#### Records to process:
####################

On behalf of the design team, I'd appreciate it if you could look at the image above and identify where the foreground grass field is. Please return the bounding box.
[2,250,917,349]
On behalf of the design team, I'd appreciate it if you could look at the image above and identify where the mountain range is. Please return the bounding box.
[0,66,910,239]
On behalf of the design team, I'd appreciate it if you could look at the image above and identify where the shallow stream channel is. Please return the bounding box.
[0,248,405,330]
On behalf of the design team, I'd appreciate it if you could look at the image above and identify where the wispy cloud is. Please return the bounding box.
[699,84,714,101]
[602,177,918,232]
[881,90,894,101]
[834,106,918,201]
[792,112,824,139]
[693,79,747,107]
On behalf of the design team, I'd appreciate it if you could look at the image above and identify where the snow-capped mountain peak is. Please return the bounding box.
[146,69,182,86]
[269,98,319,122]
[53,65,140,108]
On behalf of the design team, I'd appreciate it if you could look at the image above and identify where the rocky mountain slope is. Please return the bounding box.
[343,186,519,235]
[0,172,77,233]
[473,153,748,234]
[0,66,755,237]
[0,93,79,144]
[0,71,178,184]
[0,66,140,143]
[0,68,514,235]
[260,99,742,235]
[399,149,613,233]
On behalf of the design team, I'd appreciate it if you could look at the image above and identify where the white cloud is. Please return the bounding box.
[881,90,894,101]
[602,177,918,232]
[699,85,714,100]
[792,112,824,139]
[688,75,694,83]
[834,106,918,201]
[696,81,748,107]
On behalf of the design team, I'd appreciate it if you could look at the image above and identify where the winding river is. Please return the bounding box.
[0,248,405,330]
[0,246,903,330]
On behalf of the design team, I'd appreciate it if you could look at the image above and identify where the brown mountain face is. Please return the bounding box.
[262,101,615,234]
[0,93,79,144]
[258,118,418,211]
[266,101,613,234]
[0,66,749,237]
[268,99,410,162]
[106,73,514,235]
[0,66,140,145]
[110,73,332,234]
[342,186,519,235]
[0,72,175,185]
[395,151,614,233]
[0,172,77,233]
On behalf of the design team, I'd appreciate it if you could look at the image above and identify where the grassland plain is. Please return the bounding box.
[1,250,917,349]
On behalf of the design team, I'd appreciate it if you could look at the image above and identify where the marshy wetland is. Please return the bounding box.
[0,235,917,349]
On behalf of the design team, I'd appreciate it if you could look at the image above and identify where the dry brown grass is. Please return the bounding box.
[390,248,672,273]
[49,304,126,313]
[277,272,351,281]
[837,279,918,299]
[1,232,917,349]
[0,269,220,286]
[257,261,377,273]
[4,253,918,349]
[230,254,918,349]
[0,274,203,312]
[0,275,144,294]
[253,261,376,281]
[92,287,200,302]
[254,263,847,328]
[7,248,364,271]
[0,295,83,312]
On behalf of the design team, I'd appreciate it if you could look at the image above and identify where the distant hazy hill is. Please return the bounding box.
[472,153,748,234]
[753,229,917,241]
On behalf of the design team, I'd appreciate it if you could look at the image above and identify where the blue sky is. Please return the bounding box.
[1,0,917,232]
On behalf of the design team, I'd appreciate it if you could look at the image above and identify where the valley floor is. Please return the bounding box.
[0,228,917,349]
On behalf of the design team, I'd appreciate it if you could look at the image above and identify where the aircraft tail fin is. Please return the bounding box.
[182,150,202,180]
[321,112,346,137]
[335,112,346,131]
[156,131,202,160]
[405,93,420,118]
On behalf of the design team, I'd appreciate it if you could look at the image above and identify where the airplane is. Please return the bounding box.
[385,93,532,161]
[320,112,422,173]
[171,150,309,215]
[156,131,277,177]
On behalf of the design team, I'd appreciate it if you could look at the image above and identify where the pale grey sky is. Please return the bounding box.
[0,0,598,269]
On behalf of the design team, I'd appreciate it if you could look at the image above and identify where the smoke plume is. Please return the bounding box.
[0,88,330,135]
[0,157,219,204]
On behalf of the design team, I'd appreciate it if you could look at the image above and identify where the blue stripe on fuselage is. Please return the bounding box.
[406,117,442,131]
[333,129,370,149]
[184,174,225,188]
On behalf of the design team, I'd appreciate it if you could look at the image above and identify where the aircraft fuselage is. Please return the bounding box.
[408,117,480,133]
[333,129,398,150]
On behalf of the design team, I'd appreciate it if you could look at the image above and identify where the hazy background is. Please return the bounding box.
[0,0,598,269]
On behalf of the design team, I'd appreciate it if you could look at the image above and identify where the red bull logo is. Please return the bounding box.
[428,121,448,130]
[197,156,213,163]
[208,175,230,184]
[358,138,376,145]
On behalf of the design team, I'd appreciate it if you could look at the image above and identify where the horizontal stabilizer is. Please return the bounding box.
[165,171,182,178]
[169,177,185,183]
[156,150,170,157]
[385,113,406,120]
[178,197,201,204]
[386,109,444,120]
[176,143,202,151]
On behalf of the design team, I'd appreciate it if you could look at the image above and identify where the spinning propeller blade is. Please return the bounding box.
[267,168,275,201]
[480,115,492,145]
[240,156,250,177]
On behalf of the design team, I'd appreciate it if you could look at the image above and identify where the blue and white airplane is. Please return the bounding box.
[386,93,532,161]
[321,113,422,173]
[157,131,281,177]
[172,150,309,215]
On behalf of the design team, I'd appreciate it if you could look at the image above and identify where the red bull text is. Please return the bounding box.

####################

#### Exercise requirements:
Output every record exactly as written, with nothing dropped.

#### Final answer:
On behalf of the design team, I'd appreciate it if you could look at the image above and identify where the foreground grass field is. Please return the bounding box.
[2,250,917,349]
On behalf of the design team, I'd appreciate it if you could look at the image above and identify where the mountain range is. Please return the bounding box.
[0,66,910,239]
On behalf of the design team, I'd appreciate it if you could look at the image above and identify where the shallow stream channel is. Please return the bounding box.
[0,248,405,330]
On behalf of the design team, I'd appreciate it if you could look at the image above and identify where the wispy cloud is. Please return the bounding box.
[699,84,714,101]
[602,177,918,232]
[881,90,894,101]
[834,106,918,201]
[792,112,824,139]
[693,79,747,107]
On behalf of the design team, I'd appreciate it if you could look at the image above and identify where the snow-capped mountain peak is. Please return the bounding box.
[146,69,182,86]
[269,98,319,122]
[53,65,140,108]
On behalf of the design team, I'd appreciate it if you could look at the image above and identify where the rocky mountain slope is. Please return the bounding box.
[343,186,519,235]
[0,172,77,233]
[473,153,748,234]
[0,66,755,237]
[0,93,79,144]
[0,71,178,184]
[0,66,140,143]
[0,68,514,235]
[260,99,742,235]
[399,149,613,233]
On behalf of the design team, I'd appreciate it if you could look at the image above and identify where the white cloud is. Please return the bounding box.
[881,90,894,101]
[602,177,918,232]
[699,85,714,100]
[792,112,824,139]
[688,75,694,83]
[834,106,918,201]
[696,81,748,107]
On behalf of the design team, I'd appreciate it if you could look at the image above and identify where the winding river is. Please return the bounding box.
[0,248,405,330]
[0,246,903,330]
On behalf of the design team, I'd appreciate it if you could look at the image above and identify where the brown mountain face is. Please return the bounding box.
[262,101,615,234]
[0,93,79,144]
[258,118,418,211]
[266,101,613,234]
[0,66,749,237]
[268,99,410,162]
[106,73,514,235]
[0,66,140,145]
[110,73,332,234]
[342,186,519,235]
[0,72,175,185]
[395,151,614,233]
[0,172,77,233]
On behalf of the design team, I'd appreciate it if you could look at the image above and identify where the grassland plain is. Please return the bounding box.
[1,250,917,349]
On behalf of the design team, I'd appreciate it if you could look at the image above and identify where the marshy wetland is. Please return the bounding box.
[0,235,917,349]
On behalf of the design team, I'd appreciate it if you could look at the image above and identify where the dry brown grass is. Please return the bounding box.
[390,248,672,273]
[49,304,126,313]
[277,272,351,281]
[837,279,918,299]
[1,232,917,349]
[0,269,220,286]
[257,261,377,273]
[4,253,918,349]
[230,254,918,349]
[0,274,203,312]
[0,275,144,294]
[253,261,376,281]
[92,287,200,302]
[254,263,847,328]
[7,248,364,271]
[0,295,83,312]
On behalf of the design team, I'd appreciate it if you could look at the image above and identify where the distant hazy hill is. Please return the bounding box.
[472,153,748,234]
[753,229,917,241]
On behalf of the design team, I'd appreciate it if you could look at the image above and identify where the blue sky is. Please return the bounding box.
[1,0,917,232]
On behalf of the design team, I'd appreciate it if you could look at the image above and identify where the valley floor is. Please return the bounding box.
[0,228,917,349]
On behalf of the design team, I'd appreciate it if you could look at the image above and identify where the aircraft tail fin is. Please return the bounding box.
[182,150,202,180]
[321,112,346,137]
[335,112,346,131]
[156,131,202,160]
[405,93,420,118]
On behalf of the design team, I'd appreciate it if you could look at the image above and identify where the airplane is. Please return the bounding box.
[385,93,532,161]
[320,112,422,173]
[171,150,309,215]
[156,131,277,177]
On behalf of the design team, I'd appreciate it if you could look at the image above and identify where the pale grey sky is. Please return the bounding box.
[0,0,598,269]
On behalf of the design team, I'd appreciate it if you could look at the image above and identify where the smoke plume is. Please return the bounding box.
[0,88,330,135]
[0,157,219,204]
On behalf of the design team, I'd appreciate it if you could look at the image above and identify where the blue stripe on fuselage is. Please return the bounding box.
[406,117,442,131]
[333,129,370,149]
[184,174,225,188]
On behalf of the design team, I'd appreciate it if you could look at the image above and identify where the aircraft fuselage is. Please return the bounding box.
[408,117,480,133]
[333,129,398,150]
On behalf of the design team, I'd appreciate it if you could look at the image above and identify where the hazy background is. Please return the bounding box.
[0,0,598,269]
On behalf of the design team, I'd appreciate it if you could look at the image above and identify where the red bull logo is. Please return the bounding box.
[428,121,448,130]
[197,156,213,163]
[208,175,230,184]
[358,138,376,145]
On behalf of the design team, I'd appreciate it if you could look at the image above and identify where the horizontal stabilizer is. Please return the bounding box.
[165,171,182,178]
[169,177,185,183]
[156,150,170,157]
[385,113,406,120]
[178,197,201,204]
[386,109,444,120]
[176,143,202,151]
On behalf of the design team, I'd appreciate it if you could look at the image above and identify where the spinning propeller blade is. Please return the bounding box.
[267,168,275,201]
[480,115,492,145]
[240,156,250,177]
On behalf of the design team, I'd appreciate it if you could look at the image above and identify where the blue and white airplane is. Please return the bounding box.
[386,93,532,161]
[321,113,422,173]
[157,131,281,177]
[172,150,309,215]
On behalf of the design team, I'd appreciate it if you could look at the image above and identify where the red bull text is. Please return the bounding box.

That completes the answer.